> _WORK ORDER A_:
Decide whether each statement agrees with the passage on Army and Navy modernization, answering yes or no and quoting the passage's deciding words. (i) The Army adopted the Krag-Jorgensen rifle in 1892. (ii) The knife bayonet that replaced the rod bayonet had a 12-inch blade. (iii) The $12 million Congress voted for machine guns in 1916 was spent that same year.
> _WORK ORDER B_:
According to the passage on Army and Navy modernization, in what year did the Regular Army begin equipping its units with the Springfield rifle?

> _EXTRACT TO READ_:
┌──

Japan's spectacular naval victories in the war with Russia and Roosevelt's
dispatch of an American fleet on a round-the-world cruise lasting from
December 1907 to February 1909 drew public attention to the problem. But most
Americans failed to perceive the growing threat of Japan to United States
possessions in the western Pacific, and the line of communications to the
Philippines remained incomplete and highly vulnerable.
The Navy fared much better in its program to expand the fleet and
incorporate the latest technological developments in ship design and weapons.
The modernization program that had begun in the 1880's and had much to do with
the Navy's effectiveness in the Spanish-American War continued in the early
1900's. Construction of new ships, stimulated by the war and Roosevelt's
active support, continued at a rapid rate after 1898 until Taft's
administration, and at a somewhat slower pace thereafter. By 1917 the United
States had a Navy unmatched by any of the Great Powers except Great Britain
and Germany.
The Army, aware of the serious deficiencies revealed in the War with
Spain and of the rapid technological changes taking place in the methods of
warfare, also undertook to modernize its weapons and equipment. Development
of high-velocity, low-trajectory, clip-loading rifles capable of delivering a
high rate of sustained fire had already made obsolete the Krag-Jorgensen
rifle, adopted by the Army in 1892. In 1903 the Regular Army began equipping
its units with the improved bolt-action, magazine-type Springfield rifle,
which incorporated the latest changes in weapons technology. The campaigns of
1898 also had shown that the standard rod bayonet was too flimsy; starting in
1905, the Army replaced it by a one pound knife bayonet with a 16-inch blade.
In 1906 addition of a greater propellant charge in ammunition for the
Springfield provided even higher muzzle velocity and deeper penetration of the
bullet. Combat at close quarters against the fierce charges of the Moros in
the Philippines demonstrated the need for a hand arm less cumbersome and
having greater impact than the .38-caliber revolver. The Army found the
answer in the recently developed .45-caliber Colt automatic pistol, adopted in
1911.
Far more significant in revolutionizing the nature of twentieth century
warfare than these improved hand weapons was the rapid-firing machine gun.
The manually operated machine gun - the Gatling gun - which the Army had
adopted in 1866, was employed successfully in the Indian wars and the
Spanish-American War. American inventors, including Hiram Maxim, John
Browning, and Isaac N. Lewis, the last an officer in the Army's coast
artillery, took a leading part in developing automatic machine guns in the
years between the Civil War and World War I. Weapons based upon their designs
were adopted by many of the armies of the world. But not until fighting began
in World War I was it generally realized what an important role the machine
gun was to have in modern tactics. Thus in the years between 1898 and 1916,
Congress appropriated only an average of $150,000 annually for procurement of
machine guns, barely enough to provide four weapons for each Regular regiment
and a few for the National Guard. Finally in 1916 Congress voted $12 million
for machine gun procurement, but the War Department held up its expenditure
until 1917 while a board tried to decide which type of weapon was best suited
to the needs of the Army.

└──

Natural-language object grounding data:
┌──

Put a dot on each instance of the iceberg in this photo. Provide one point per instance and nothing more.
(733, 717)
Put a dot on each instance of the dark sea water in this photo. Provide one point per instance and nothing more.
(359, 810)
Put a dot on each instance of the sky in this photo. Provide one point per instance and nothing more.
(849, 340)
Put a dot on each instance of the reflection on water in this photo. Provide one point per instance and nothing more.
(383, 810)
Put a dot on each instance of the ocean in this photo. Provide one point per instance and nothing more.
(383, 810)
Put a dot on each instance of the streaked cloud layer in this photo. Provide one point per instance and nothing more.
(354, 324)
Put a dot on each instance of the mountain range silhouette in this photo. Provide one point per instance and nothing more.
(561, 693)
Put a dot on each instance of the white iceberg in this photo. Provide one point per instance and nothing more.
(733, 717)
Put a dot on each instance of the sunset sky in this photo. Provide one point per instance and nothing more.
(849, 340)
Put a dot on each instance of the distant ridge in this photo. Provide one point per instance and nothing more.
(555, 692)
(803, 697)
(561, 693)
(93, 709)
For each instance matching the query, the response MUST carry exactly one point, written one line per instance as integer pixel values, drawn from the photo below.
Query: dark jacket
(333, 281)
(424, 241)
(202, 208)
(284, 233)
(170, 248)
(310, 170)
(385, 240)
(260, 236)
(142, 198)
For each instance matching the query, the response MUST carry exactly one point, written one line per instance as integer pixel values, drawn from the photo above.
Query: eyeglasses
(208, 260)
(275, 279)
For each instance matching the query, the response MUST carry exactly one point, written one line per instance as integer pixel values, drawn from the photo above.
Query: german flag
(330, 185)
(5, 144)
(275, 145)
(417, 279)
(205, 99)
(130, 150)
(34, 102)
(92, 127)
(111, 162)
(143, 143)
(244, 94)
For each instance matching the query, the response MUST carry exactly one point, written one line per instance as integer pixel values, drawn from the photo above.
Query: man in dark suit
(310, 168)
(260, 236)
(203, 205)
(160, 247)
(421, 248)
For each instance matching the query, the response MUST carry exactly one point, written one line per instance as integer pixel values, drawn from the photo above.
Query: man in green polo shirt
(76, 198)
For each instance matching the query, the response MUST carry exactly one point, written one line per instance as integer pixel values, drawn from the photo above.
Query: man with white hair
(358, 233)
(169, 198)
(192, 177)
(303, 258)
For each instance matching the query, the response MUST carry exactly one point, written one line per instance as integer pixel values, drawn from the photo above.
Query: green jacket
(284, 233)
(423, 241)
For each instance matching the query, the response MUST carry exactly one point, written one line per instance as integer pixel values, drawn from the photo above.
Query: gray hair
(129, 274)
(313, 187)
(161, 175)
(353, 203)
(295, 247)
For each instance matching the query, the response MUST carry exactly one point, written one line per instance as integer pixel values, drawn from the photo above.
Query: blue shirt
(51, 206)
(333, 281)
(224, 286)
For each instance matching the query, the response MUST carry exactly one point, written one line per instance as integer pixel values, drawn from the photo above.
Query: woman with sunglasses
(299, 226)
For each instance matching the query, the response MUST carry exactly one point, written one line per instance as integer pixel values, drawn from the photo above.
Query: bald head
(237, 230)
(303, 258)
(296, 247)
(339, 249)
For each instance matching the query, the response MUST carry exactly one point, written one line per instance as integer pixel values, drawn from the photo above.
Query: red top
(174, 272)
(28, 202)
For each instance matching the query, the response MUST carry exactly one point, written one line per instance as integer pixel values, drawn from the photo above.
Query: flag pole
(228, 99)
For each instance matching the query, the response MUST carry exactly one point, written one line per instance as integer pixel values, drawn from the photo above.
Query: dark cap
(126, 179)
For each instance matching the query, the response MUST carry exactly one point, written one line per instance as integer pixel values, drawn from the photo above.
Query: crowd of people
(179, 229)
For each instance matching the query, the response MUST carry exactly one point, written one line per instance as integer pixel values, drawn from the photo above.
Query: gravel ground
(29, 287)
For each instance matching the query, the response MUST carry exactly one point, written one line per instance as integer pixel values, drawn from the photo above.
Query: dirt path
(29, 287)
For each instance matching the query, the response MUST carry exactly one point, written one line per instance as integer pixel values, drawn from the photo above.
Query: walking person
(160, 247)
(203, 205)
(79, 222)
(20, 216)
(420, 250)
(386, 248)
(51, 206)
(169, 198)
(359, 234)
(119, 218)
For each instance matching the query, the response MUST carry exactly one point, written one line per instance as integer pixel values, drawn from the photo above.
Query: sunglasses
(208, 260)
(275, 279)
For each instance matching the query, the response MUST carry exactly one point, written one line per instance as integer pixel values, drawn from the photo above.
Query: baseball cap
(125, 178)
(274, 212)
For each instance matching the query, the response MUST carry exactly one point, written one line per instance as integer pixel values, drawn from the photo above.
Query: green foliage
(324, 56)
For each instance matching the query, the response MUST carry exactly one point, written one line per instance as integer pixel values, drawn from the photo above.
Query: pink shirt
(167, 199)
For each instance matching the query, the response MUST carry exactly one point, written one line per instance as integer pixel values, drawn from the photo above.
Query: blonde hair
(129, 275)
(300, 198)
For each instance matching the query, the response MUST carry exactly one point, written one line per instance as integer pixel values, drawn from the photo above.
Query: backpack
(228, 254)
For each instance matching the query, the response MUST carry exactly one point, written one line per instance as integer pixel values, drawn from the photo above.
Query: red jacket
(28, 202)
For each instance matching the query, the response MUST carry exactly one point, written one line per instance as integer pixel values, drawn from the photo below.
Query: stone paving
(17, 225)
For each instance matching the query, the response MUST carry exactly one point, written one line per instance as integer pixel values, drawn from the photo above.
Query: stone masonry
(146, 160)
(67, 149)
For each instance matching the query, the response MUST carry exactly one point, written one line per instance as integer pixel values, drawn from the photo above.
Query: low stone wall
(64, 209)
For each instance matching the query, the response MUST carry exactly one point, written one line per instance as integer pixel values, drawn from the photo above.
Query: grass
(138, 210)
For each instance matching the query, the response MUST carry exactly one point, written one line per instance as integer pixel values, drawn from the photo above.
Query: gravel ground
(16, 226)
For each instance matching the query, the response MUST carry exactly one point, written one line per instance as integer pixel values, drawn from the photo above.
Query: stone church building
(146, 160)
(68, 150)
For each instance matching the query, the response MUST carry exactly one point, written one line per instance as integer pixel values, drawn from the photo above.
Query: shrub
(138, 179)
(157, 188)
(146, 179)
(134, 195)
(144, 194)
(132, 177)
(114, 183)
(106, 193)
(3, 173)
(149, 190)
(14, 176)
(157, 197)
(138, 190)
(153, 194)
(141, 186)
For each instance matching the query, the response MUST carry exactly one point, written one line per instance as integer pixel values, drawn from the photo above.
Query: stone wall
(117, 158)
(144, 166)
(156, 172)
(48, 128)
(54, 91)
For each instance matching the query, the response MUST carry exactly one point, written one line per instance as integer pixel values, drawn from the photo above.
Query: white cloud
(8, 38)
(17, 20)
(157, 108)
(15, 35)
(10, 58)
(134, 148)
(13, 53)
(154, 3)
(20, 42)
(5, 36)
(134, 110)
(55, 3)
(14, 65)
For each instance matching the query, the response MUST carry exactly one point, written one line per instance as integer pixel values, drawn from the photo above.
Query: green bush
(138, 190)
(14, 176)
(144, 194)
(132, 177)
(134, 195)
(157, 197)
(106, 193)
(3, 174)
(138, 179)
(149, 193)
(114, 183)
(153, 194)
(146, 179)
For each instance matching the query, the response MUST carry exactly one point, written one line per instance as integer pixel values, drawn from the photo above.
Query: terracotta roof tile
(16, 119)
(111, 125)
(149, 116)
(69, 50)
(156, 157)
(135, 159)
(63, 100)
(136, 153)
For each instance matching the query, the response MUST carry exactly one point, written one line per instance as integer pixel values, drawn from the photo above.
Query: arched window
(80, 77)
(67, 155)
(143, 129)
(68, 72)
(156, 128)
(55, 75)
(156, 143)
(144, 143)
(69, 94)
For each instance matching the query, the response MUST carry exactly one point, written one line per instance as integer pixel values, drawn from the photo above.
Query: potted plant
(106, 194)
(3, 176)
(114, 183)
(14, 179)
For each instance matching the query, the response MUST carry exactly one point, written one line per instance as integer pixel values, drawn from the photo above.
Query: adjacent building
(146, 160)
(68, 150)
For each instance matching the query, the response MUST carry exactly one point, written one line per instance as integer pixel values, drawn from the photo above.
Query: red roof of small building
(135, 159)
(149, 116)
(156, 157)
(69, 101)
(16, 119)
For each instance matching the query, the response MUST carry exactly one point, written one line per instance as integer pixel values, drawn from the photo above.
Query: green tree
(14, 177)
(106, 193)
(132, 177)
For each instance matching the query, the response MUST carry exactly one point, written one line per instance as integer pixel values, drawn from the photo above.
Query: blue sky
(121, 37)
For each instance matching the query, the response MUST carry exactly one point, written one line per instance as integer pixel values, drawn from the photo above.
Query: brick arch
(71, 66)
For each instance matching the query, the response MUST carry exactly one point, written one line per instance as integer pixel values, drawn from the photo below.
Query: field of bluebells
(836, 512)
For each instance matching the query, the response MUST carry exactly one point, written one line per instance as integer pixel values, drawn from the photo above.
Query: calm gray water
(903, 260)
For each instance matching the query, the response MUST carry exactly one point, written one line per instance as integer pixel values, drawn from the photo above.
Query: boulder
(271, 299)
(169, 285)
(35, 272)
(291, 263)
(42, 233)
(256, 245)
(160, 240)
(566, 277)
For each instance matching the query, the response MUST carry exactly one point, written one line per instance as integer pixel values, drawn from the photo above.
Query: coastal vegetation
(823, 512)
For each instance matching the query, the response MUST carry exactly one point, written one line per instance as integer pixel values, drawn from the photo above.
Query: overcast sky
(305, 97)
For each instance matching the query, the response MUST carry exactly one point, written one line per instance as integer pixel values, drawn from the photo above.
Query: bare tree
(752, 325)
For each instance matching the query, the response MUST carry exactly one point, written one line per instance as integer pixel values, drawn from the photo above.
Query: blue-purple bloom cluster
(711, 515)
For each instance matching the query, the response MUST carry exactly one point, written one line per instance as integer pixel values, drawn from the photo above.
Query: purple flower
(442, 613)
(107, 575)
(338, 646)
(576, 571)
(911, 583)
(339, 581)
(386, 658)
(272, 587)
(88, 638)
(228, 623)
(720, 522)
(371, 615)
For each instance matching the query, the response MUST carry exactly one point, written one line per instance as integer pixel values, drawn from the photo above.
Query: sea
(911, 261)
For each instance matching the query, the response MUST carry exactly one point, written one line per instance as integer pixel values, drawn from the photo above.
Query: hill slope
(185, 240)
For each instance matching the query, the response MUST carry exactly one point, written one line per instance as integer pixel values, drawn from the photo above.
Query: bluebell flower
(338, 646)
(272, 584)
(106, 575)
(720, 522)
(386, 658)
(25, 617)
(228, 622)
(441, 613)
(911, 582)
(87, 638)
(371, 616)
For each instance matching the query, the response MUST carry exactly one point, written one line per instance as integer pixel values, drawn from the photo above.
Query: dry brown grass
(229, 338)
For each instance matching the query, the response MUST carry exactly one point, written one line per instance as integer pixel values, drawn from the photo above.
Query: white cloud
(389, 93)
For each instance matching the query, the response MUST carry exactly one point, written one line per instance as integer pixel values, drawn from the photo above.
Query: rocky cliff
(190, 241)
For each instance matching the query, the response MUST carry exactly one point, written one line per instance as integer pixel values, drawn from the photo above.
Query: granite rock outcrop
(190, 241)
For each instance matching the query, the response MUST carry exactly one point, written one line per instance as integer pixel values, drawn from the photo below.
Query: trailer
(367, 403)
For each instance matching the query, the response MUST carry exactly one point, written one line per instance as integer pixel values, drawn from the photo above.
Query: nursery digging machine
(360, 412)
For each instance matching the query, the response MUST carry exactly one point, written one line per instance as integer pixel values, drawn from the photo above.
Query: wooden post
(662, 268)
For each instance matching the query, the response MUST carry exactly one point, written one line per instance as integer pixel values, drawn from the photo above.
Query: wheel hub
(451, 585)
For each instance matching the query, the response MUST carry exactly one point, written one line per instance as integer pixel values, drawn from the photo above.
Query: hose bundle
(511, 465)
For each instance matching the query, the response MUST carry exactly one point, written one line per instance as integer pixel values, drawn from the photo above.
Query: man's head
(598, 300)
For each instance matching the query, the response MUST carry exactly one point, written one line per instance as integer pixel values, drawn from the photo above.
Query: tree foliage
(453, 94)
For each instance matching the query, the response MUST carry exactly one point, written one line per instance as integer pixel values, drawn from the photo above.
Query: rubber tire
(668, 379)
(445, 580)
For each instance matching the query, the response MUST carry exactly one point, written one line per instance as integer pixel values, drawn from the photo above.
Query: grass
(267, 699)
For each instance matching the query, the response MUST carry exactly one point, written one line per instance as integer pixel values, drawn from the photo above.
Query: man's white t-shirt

└──

> _RESPONSE AREA A_:
(i) Yes: "the Krag-Jorgensen rifle, adopted by the Army in 1892"
(ii) No: "a one pound knife bayonet with a 16-inch blade"
(iii) No: "the War Department held up its expenditure until 1917 while a board tried to decide which type of weapon was best suited to the needs of the Army"

> _RESPONSE AREA B_:
1903